AIM OF THE EXERCISE:
From the records that follow, give the number of lines that include the word "every", with no further words.

Data excerpts:
Start of Block

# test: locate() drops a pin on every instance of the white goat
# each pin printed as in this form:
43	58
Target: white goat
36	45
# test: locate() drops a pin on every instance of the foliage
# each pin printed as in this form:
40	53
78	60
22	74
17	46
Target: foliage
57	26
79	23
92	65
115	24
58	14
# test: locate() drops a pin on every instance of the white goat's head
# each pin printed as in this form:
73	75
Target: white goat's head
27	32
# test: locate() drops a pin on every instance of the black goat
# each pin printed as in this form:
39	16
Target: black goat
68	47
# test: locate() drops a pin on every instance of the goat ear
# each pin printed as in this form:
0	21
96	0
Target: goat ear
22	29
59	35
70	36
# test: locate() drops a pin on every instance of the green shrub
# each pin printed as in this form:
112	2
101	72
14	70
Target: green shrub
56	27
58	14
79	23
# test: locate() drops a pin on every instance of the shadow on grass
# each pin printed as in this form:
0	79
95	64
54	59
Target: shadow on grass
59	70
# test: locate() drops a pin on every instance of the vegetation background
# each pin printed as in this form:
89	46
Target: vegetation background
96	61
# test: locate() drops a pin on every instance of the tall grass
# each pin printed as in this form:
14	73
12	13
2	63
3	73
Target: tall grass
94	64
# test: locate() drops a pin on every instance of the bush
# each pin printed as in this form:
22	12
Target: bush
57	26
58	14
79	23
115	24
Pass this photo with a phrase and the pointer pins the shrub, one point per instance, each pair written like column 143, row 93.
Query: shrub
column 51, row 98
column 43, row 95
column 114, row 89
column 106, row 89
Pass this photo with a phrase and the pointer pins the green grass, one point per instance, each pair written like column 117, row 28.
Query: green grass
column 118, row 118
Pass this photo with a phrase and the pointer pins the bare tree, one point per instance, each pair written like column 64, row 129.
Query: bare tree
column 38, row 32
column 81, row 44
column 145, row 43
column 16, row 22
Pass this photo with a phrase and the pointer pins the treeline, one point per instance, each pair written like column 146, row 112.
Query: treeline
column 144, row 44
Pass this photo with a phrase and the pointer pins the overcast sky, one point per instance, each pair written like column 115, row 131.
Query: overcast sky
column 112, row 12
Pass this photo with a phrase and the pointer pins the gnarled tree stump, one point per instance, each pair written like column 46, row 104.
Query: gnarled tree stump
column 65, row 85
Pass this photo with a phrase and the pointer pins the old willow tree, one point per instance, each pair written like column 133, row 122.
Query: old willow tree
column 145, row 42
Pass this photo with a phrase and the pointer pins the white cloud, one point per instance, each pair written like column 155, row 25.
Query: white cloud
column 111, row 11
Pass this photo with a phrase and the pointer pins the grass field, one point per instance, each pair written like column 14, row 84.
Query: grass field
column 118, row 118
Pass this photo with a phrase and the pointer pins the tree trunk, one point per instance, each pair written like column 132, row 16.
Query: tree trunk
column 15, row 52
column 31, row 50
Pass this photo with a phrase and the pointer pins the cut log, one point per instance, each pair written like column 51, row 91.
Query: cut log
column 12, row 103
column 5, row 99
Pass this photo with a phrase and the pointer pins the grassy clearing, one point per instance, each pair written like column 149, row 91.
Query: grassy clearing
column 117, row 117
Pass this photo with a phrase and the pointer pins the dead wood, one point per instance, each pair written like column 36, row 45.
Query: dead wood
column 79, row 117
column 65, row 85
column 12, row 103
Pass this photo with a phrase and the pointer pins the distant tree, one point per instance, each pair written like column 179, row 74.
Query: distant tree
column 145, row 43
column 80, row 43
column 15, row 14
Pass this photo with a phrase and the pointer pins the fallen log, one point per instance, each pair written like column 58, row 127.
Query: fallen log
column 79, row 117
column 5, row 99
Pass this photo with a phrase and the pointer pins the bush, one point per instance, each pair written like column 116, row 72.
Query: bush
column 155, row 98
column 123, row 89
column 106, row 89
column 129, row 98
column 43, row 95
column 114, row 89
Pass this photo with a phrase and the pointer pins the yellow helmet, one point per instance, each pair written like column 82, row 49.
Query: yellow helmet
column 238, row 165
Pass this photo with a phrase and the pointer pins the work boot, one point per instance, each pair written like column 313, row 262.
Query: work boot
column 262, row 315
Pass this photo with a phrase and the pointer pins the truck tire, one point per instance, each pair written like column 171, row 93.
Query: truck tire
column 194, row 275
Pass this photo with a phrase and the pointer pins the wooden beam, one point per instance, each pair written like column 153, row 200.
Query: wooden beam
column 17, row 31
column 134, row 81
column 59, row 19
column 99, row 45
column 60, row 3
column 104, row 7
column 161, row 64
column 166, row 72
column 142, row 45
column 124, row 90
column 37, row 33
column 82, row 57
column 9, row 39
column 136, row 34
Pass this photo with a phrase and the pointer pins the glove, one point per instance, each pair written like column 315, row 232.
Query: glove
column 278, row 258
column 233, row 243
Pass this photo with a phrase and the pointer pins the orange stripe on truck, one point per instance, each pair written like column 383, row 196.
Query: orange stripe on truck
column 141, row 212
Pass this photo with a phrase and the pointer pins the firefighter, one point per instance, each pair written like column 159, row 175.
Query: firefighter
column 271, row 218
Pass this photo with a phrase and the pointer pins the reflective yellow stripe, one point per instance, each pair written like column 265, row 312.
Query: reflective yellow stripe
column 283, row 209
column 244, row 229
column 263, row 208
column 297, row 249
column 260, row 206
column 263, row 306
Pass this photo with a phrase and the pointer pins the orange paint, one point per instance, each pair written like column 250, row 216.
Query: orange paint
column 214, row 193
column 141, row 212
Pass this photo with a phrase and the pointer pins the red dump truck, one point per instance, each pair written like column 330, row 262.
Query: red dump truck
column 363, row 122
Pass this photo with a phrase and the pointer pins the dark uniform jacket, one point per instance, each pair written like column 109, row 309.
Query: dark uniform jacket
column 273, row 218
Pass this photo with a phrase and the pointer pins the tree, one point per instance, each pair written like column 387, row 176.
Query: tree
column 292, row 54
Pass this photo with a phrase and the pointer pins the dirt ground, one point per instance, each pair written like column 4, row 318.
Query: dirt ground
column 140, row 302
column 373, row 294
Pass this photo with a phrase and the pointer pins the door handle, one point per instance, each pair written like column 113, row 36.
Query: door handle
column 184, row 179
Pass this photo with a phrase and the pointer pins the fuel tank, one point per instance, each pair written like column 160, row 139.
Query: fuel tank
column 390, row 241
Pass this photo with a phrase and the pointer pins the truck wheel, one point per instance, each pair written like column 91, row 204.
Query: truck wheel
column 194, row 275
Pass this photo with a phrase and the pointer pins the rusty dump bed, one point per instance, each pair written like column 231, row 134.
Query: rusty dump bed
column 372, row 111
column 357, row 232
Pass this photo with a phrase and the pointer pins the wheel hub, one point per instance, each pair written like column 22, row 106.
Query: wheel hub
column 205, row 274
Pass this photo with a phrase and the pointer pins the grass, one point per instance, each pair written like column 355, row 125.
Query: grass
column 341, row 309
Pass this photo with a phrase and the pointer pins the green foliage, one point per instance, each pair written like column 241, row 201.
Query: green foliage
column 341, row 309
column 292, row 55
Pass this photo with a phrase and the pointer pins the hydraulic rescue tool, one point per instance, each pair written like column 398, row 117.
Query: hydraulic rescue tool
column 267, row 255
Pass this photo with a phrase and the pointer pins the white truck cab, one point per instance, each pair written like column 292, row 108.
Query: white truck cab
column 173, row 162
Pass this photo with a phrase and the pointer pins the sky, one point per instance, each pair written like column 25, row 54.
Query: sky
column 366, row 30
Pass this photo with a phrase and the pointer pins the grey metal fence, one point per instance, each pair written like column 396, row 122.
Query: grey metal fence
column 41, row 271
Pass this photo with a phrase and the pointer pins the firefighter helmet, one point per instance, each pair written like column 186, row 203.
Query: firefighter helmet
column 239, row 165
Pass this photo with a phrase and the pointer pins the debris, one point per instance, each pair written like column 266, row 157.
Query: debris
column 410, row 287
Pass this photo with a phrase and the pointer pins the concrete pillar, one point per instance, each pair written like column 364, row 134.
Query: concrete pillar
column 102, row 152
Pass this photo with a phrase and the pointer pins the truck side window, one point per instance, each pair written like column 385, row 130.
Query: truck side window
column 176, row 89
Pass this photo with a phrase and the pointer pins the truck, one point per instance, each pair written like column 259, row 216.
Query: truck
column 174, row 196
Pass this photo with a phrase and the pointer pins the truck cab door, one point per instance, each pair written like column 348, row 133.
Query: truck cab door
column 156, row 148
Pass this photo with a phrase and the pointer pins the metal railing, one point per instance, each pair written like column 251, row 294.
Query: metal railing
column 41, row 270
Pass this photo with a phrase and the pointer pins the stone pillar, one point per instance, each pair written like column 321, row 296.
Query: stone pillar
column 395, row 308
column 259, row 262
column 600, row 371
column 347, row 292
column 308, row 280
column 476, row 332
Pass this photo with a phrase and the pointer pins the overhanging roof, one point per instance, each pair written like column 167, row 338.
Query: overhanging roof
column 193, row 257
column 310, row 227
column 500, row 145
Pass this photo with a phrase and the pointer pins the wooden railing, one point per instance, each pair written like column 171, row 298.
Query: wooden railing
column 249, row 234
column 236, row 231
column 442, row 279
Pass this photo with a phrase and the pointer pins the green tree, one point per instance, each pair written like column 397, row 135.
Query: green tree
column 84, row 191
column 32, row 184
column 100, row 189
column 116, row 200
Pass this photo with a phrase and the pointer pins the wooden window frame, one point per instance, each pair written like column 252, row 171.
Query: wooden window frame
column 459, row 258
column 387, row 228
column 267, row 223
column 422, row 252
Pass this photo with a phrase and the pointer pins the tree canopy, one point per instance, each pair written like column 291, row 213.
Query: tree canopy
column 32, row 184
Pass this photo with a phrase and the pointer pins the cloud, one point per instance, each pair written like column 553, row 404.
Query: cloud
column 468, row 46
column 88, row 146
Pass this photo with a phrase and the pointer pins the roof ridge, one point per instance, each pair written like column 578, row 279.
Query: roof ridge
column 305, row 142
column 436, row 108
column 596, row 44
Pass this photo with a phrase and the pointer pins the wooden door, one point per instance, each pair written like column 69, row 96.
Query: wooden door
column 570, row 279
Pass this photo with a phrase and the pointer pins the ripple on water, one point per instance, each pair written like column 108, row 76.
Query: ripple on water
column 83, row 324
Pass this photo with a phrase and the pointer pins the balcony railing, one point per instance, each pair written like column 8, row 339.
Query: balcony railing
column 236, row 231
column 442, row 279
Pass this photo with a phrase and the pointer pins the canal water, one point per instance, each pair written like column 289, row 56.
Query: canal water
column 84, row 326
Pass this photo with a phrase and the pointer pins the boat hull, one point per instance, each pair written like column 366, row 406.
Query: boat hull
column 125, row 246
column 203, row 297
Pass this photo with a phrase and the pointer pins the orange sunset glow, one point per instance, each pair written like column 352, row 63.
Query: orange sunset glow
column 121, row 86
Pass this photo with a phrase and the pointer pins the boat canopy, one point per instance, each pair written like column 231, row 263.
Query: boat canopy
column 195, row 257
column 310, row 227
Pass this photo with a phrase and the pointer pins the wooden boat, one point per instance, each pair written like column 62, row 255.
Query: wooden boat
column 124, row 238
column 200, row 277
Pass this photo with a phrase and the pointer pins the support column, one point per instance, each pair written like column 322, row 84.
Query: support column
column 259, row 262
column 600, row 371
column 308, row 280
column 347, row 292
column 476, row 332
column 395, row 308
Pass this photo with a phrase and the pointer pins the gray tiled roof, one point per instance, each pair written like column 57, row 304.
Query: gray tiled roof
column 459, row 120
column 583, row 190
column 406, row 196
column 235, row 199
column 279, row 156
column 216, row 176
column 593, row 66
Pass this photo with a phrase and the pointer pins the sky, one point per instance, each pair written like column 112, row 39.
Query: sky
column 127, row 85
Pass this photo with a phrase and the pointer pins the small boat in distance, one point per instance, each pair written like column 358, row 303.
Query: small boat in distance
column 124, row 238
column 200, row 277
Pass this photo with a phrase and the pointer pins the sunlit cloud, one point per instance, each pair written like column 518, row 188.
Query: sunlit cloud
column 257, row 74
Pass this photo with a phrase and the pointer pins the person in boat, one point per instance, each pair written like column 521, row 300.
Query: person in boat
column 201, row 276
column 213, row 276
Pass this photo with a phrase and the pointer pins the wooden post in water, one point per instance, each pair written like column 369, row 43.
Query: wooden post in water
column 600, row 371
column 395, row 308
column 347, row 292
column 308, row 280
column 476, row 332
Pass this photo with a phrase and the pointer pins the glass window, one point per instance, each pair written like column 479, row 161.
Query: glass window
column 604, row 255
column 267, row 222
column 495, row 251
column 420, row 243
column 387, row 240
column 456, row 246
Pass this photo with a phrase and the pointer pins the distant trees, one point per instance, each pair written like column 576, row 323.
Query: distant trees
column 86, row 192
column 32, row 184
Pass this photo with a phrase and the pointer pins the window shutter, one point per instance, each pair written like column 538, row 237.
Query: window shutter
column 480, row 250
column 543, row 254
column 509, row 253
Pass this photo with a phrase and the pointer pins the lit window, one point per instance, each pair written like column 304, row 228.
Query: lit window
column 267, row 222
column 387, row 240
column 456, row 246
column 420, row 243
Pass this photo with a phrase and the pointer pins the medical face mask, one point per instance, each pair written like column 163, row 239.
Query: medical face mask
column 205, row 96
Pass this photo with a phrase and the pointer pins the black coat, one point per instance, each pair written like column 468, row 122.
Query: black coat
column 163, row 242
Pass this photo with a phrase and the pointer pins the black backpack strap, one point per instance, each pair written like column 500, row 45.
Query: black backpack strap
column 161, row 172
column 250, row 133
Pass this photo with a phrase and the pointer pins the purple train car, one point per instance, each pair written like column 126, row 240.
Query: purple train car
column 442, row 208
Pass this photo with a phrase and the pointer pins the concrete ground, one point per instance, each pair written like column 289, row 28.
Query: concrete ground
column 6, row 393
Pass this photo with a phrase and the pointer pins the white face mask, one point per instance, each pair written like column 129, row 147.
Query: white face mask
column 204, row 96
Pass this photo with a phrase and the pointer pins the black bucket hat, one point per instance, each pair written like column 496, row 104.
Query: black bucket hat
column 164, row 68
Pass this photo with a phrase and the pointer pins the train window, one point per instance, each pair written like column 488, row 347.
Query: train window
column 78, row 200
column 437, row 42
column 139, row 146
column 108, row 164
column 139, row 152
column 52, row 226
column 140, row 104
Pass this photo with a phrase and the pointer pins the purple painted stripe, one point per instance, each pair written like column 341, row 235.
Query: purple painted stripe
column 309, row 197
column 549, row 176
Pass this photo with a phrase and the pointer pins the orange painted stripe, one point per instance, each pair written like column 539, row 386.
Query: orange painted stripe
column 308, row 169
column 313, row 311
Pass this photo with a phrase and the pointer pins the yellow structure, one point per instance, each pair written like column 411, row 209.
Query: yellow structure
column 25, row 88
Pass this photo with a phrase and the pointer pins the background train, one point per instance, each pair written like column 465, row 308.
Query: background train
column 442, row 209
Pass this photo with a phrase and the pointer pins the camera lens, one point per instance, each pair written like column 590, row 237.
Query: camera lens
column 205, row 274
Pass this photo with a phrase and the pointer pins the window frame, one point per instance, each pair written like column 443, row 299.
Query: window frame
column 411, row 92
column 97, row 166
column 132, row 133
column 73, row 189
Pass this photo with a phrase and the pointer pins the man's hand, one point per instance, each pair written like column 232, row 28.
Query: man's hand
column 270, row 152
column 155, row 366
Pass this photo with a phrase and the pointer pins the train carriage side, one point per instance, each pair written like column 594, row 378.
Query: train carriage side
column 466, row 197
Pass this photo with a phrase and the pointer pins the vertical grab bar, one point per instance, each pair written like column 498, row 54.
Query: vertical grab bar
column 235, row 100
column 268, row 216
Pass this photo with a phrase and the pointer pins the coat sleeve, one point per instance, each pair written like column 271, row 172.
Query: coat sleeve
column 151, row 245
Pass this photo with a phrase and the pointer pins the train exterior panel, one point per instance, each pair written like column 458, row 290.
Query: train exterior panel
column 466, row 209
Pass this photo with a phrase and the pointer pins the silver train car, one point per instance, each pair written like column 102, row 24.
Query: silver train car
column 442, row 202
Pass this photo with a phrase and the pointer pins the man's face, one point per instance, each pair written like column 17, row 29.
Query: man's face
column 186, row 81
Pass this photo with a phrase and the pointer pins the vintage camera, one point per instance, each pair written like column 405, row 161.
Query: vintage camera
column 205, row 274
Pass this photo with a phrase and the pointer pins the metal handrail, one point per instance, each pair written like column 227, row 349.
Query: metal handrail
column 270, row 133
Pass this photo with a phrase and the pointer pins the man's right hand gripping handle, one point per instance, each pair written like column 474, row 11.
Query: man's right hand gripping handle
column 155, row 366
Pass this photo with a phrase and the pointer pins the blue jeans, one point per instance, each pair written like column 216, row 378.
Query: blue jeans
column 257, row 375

End of Block

RESULT BELOW:
10